** Start Document passage **
# WR Williamson to Jaguars?



## taddy1340 (Dec 10, 2004)

http://sports.espn.go.com/nfl/news/story?id=3265157

The Minnesota Vikings' last link to the Randy Moss trade reportedly will be jettisoned from their roster later this week.

According to reports out of Minnesota, the Vikings have agreed in principle to trade wide receiver Troy Williamson to the Jacksonville Jaguars for a second-day pick in the 2008 draft, likely a sixth-round selection.

The trade cannot be completed until midnight ET on Friday, which is the official start of the NFL's new year.

Williamson was picked with the seventh overall pick in the 2005 draft, which the Vikings acquired from the Raiders for Moss. Other players which Minnesota acquired for Moss -- linebacker Napoleon Harris and cornerback Adrian Ward (picked in the seventh round via a Raiders selection) -- are no longer with the franchise.

Last season, Williamson was fined a game check -- a decision later reversed by the team -- for leaving the team to be with his family in South Carolina after the death of his grandmother, Celestine, to whom he was very close.

Williamson chose to stay at home the entire week and not return for the Vikings' game against the Chargers.

The Vikings wanted the wide receiver back sooner, though, and docked him one paycheck for his absence -- which amounted to more than $25,000 of his $435,000 base salary.
** End Document passage **
** Start Material shown **
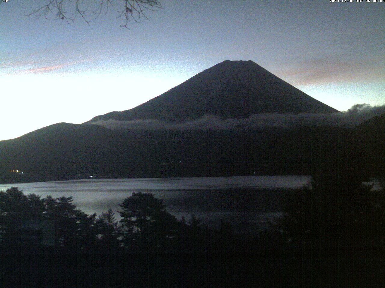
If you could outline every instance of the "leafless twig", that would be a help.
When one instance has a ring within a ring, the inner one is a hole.
[[[42,17],[49,19],[49,17],[54,14],[55,15],[54,19],[69,23],[70,21],[73,22],[80,15],[89,24],[90,20],[86,15],[86,10],[81,8],[81,3],[85,2],[84,0],[47,0],[45,5],[25,16],[32,17],[36,20]],[[149,19],[144,11],[155,12],[162,8],[158,0],[99,0],[97,7],[91,12],[94,15],[91,19],[96,19],[104,11],[107,13],[110,6],[117,7],[116,18],[123,18],[123,24],[120,26],[127,29],[129,22],[131,21],[139,23],[142,18]]]

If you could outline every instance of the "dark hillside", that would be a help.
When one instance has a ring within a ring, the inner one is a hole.
[[[337,110],[316,100],[251,60],[226,60],[130,110],[97,116],[179,121],[205,114],[241,119],[259,113],[326,113]]]

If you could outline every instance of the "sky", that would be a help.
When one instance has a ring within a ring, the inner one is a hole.
[[[25,16],[47,0],[0,4],[0,140],[133,108],[226,60],[340,111],[385,104],[384,3],[161,1],[127,29],[119,1],[93,20],[100,2],[80,2],[89,25]]]

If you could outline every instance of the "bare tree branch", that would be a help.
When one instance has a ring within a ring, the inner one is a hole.
[[[86,15],[87,11],[81,6],[82,3],[85,2],[85,0],[47,0],[45,5],[25,16],[32,17],[35,20],[42,17],[48,19],[54,15],[54,19],[69,23],[80,15],[89,25],[90,18]],[[96,8],[90,12],[93,15],[93,17],[91,17],[92,20],[96,19],[104,11],[107,13],[110,7],[116,7],[116,18],[122,18],[123,23],[121,26],[127,29],[129,22],[131,21],[139,23],[142,18],[149,19],[144,13],[145,10],[156,12],[162,8],[158,0],[99,0],[98,2]]]

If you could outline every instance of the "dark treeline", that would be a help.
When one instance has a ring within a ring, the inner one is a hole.
[[[229,223],[215,230],[194,214],[189,220],[178,220],[150,193],[134,192],[126,198],[121,205],[120,221],[110,209],[99,217],[88,215],[72,202],[72,197],[25,195],[15,187],[0,192],[2,251],[142,253],[234,247]],[[39,231],[54,235],[50,245],[43,245]],[[28,233],[33,235],[24,235]]]

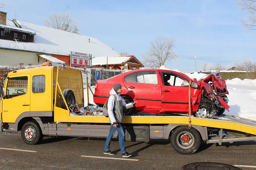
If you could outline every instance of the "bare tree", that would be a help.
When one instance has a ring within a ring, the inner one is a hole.
[[[256,30],[256,0],[240,0],[238,4],[247,15],[241,21],[244,25],[249,30]]]
[[[159,37],[151,42],[147,56],[142,56],[145,66],[156,68],[164,65],[166,62],[175,60],[177,55],[173,52],[175,40],[165,37]]]
[[[128,56],[131,55],[131,54],[129,52],[124,51],[120,52],[120,53],[119,53],[119,55],[120,55],[120,56]]]
[[[256,71],[256,62],[249,60],[245,60],[240,63],[236,63],[235,66],[239,71]]]
[[[48,27],[79,34],[76,22],[69,13],[54,12],[44,20],[44,25]]]

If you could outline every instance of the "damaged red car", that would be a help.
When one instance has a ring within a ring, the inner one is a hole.
[[[124,115],[131,115],[136,112],[188,114],[191,81],[191,112],[197,117],[211,118],[229,107],[225,81],[215,76],[210,74],[198,81],[172,71],[132,70],[97,81],[93,99],[95,103],[102,107],[114,84],[118,83],[122,85],[120,95],[125,102],[138,102],[136,107],[124,110]]]

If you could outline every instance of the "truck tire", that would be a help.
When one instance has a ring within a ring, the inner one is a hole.
[[[197,131],[193,128],[189,129],[186,126],[176,128],[171,136],[172,147],[177,152],[185,155],[195,153],[199,148],[201,142]]]
[[[28,145],[36,144],[44,138],[39,126],[34,121],[25,123],[21,128],[21,135],[23,141]]]
[[[132,99],[129,96],[123,96],[122,97],[123,100],[126,104],[134,102]],[[132,116],[133,113],[135,113],[136,110],[136,107],[132,107],[128,109],[124,109],[123,110],[123,115],[124,116]]]
[[[62,93],[68,107],[70,106],[71,104],[76,104],[76,97],[72,90],[68,89],[65,89],[63,90]],[[60,97],[60,107],[64,109],[67,109],[65,103],[62,97]]]

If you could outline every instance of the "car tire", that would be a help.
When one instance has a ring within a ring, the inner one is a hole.
[[[68,107],[70,106],[71,104],[76,104],[76,97],[72,90],[68,89],[65,89],[63,90],[62,93]],[[67,109],[65,103],[62,96],[60,97],[60,107],[64,109]]]
[[[25,123],[21,128],[21,135],[23,141],[28,145],[38,143],[44,138],[39,125],[34,121]]]
[[[201,113],[199,112],[200,110],[202,111]],[[215,116],[216,111],[214,104],[211,100],[207,98],[202,98],[201,99],[197,111],[194,115],[197,117],[211,119]],[[206,116],[206,113],[208,114],[209,116]]]
[[[131,97],[127,96],[122,96],[122,98],[126,104],[133,102],[133,100]],[[136,110],[136,107],[133,107],[128,109],[124,109],[123,110],[123,116],[132,116],[135,113]]]
[[[172,147],[181,154],[194,153],[199,148],[201,142],[200,135],[197,131],[193,128],[189,129],[187,126],[176,128],[171,136],[171,143]]]
[[[217,112],[217,114],[218,116],[220,116],[224,113],[226,110],[225,108],[219,108]]]

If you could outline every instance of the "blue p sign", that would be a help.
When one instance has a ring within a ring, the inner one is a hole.
[[[100,71],[96,70],[96,80],[100,80]]]

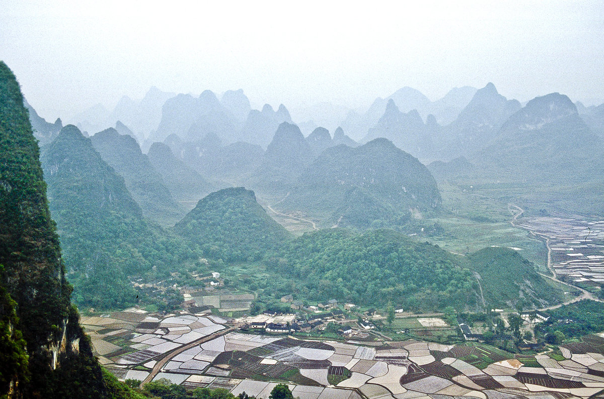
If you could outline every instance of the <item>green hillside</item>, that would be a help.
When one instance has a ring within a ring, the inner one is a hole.
[[[389,230],[363,234],[341,228],[306,233],[265,259],[296,281],[301,295],[398,307],[473,308],[476,281],[458,257]]]
[[[278,205],[323,219],[323,225],[359,228],[402,225],[414,212],[440,205],[429,171],[386,139],[325,150]]]
[[[259,259],[290,236],[256,202],[254,192],[242,187],[202,199],[175,231],[208,256],[225,260]]]
[[[39,155],[19,84],[0,61],[0,397],[108,397],[69,303]]]
[[[153,266],[154,273],[167,275],[190,253],[178,238],[144,219],[124,179],[76,127],[63,128],[41,160],[79,305],[133,304],[129,275],[144,275]]]
[[[477,276],[487,308],[545,307],[562,302],[564,292],[537,273],[536,267],[507,248],[489,247],[467,257]]]

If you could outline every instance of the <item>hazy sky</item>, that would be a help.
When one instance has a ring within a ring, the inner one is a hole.
[[[0,0],[0,59],[49,119],[152,85],[288,107],[489,81],[604,99],[604,1]]]

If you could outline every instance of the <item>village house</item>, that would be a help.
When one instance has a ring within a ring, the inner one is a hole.
[[[250,323],[249,328],[262,330],[266,328],[266,323],[263,321],[254,321]]]
[[[292,304],[290,305],[289,307],[294,310],[298,310],[302,309],[304,303],[302,302],[302,301],[294,301],[294,302],[292,302]]]
[[[278,334],[287,334],[289,332],[288,325],[283,323],[269,323],[266,325],[266,330],[269,333],[277,333]]]
[[[205,288],[205,287],[204,286],[185,286],[181,290],[181,293],[183,294],[188,294],[189,295],[199,294],[203,292]]]
[[[541,322],[549,319],[550,315],[539,310],[525,310],[521,312],[520,317],[528,321]]]
[[[359,323],[359,325],[361,325],[361,327],[362,328],[364,328],[365,330],[373,330],[373,328],[376,328],[376,326],[374,325],[372,323],[370,322],[368,320],[363,320],[362,321]]]

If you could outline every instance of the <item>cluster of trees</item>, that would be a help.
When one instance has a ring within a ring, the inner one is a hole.
[[[256,202],[253,191],[228,188],[202,199],[175,230],[205,255],[225,260],[259,260],[291,236]]]
[[[330,229],[304,234],[269,253],[268,269],[297,281],[308,298],[364,304],[389,300],[413,310],[475,303],[471,272],[437,247],[392,230]]]
[[[133,382],[127,380],[131,385],[134,385]],[[165,379],[147,383],[140,392],[148,397],[161,399],[255,399],[245,392],[235,396],[224,388],[195,388],[187,391],[184,386],[173,384]],[[287,385],[277,384],[271,391],[269,399],[294,399],[294,396]]]
[[[550,310],[550,318],[535,328],[548,342],[604,331],[604,303],[583,300]]]

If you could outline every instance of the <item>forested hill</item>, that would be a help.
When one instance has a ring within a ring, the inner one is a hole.
[[[256,202],[253,191],[228,188],[202,199],[175,231],[213,257],[262,258],[290,237]]]
[[[304,296],[431,311],[473,308],[476,281],[458,257],[389,230],[358,234],[333,228],[306,233],[264,260],[296,281]]]
[[[432,211],[441,198],[434,178],[416,158],[386,139],[325,150],[279,205],[324,218],[324,227],[403,224],[416,210]]]
[[[128,275],[167,275],[190,253],[176,236],[147,221],[124,183],[73,125],[41,157],[50,210],[57,222],[74,299],[80,306],[135,303]]]
[[[170,225],[184,215],[136,140],[111,128],[92,137],[94,149],[124,178],[126,186],[144,215]]]
[[[39,156],[19,84],[0,61],[0,397],[104,397],[69,304]]]

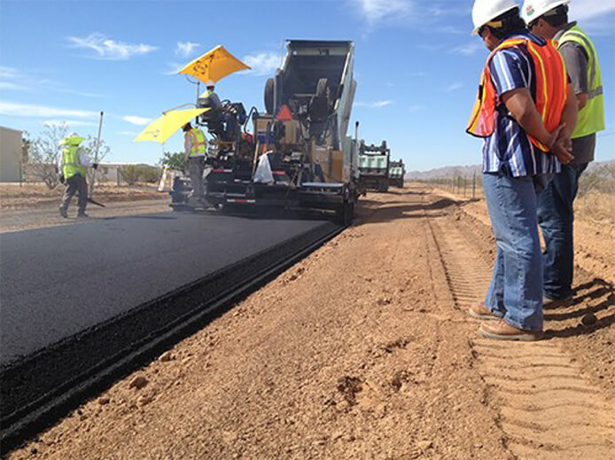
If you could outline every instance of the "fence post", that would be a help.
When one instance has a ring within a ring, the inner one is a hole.
[[[467,186],[468,181],[466,180],[467,177],[464,175],[463,176],[463,198],[465,198],[465,188]]]

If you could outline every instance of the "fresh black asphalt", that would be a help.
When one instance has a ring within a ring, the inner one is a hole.
[[[164,213],[0,236],[0,364],[323,221]]]

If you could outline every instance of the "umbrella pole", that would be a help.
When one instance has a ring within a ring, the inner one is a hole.
[[[105,113],[100,111],[100,121],[98,122],[98,137],[96,141],[96,151],[94,152],[94,163],[98,162],[98,149],[100,148],[100,132],[103,129],[103,114]],[[90,198],[94,196],[94,182],[96,180],[96,169],[92,170],[92,180],[90,183]]]

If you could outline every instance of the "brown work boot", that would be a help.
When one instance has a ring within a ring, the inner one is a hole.
[[[487,305],[485,305],[485,302],[473,303],[468,308],[468,315],[474,319],[483,319],[485,321],[494,321],[496,319],[500,319],[500,316],[489,311]]]
[[[541,331],[525,331],[518,329],[501,319],[497,323],[482,323],[479,333],[487,339],[496,340],[520,340],[531,342],[542,338]]]

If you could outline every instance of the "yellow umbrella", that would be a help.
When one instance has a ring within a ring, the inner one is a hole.
[[[249,68],[248,66],[227,51],[223,46],[218,45],[200,58],[194,59],[179,73],[192,75],[207,82],[209,80],[217,82],[233,72]]]
[[[162,144],[188,121],[208,110],[210,109],[169,110],[165,112],[161,117],[147,125],[147,128],[135,137],[135,142],[155,141]]]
** End Material shown **
* [Written tasks]:
(1) In the thread about the Williamson trade, can you reproduce the passage starting with "# WR Williamson" and going on through "later this week.", substituting "Texans" for "Jaguars"?
(2) Which lines in the entries contain the string "hillside"? Select each one and copy it out.

* [Solutions to each task]:
(1)
# WR Williamson to Texans?



## taddy1340 (Dec 10, 2004)

http://sports.espn.go.com/nfl/news/story?id=3265157

The Minnesota Vikings' last link to the Randy Moss trade reportedly will be jettisoned from their roster later this week.

(2)
If you could outline every instance of the "dark hillside", that would be a help.
If you could outline every instance of the <item>green hillside</item>, that would be a help.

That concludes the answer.